** MATERIAL FOR THIS TASK follows **
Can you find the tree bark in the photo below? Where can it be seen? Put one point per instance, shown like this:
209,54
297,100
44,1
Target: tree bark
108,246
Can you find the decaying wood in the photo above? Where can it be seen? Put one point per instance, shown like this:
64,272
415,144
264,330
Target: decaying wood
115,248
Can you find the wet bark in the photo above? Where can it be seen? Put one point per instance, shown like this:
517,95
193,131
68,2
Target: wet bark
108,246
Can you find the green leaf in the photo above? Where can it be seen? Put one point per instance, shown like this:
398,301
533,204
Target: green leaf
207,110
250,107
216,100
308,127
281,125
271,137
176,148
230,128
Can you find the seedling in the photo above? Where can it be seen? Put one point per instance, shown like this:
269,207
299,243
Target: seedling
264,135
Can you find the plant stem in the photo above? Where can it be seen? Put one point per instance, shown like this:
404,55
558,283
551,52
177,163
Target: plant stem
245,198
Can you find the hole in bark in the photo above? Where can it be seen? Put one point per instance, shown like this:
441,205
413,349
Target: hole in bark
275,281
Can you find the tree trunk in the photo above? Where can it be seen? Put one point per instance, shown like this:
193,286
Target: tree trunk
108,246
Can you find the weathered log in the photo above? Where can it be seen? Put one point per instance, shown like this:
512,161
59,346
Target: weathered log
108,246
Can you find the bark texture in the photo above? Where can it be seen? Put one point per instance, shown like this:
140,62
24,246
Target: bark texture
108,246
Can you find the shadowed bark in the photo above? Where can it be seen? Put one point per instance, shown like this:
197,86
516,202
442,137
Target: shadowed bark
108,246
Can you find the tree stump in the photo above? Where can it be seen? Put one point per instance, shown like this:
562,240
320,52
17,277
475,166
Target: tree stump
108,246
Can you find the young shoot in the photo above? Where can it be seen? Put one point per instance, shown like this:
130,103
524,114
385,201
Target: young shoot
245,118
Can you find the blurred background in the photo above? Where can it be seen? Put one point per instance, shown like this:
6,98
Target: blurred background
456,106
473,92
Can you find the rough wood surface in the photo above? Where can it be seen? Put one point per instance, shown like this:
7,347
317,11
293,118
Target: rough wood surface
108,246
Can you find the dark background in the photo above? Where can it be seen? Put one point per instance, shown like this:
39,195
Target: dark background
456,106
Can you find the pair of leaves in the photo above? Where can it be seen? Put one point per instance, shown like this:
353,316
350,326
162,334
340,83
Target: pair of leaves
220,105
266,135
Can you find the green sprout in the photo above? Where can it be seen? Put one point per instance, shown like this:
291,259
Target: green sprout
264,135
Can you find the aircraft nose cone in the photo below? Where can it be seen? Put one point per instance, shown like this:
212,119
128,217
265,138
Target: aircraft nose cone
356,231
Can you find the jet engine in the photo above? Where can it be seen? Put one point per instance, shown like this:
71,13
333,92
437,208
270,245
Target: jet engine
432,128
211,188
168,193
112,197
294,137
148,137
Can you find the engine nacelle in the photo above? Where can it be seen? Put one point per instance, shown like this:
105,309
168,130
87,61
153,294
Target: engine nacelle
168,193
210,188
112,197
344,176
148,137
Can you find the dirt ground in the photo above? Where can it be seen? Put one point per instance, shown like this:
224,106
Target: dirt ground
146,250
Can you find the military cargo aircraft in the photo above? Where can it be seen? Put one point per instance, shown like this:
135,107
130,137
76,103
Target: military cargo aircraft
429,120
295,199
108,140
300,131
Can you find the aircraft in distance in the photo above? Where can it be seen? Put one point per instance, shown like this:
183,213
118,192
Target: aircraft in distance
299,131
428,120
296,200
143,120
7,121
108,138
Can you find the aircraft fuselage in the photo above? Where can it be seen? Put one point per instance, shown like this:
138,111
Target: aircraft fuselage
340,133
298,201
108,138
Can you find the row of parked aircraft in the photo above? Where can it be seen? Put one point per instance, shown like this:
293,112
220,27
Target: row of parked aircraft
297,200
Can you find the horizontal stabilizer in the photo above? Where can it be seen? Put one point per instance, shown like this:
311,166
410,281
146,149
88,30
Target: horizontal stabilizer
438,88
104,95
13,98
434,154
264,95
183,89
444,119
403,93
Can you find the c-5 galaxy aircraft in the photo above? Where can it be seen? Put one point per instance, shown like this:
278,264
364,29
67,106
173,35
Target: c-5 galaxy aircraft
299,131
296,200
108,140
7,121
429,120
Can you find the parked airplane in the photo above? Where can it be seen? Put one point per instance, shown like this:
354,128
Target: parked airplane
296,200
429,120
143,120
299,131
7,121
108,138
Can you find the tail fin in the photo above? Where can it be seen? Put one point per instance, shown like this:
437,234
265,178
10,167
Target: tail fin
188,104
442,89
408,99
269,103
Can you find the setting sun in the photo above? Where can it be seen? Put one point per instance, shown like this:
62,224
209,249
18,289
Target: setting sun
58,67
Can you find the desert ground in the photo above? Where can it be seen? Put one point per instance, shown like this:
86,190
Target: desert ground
** End of MATERIAL FOR THIS TASK **
ACTIVITY ▸ The required answer is each line of the data in which the word "below" appears.

TASK ANSWER ▸
Can you find the tree bark in the photo below? Where can it be seen? Put one point per instance, shown like this:
Can you find the aircraft nose cone in the photo below? Where can it be seen? Put one point per instance, shown like this:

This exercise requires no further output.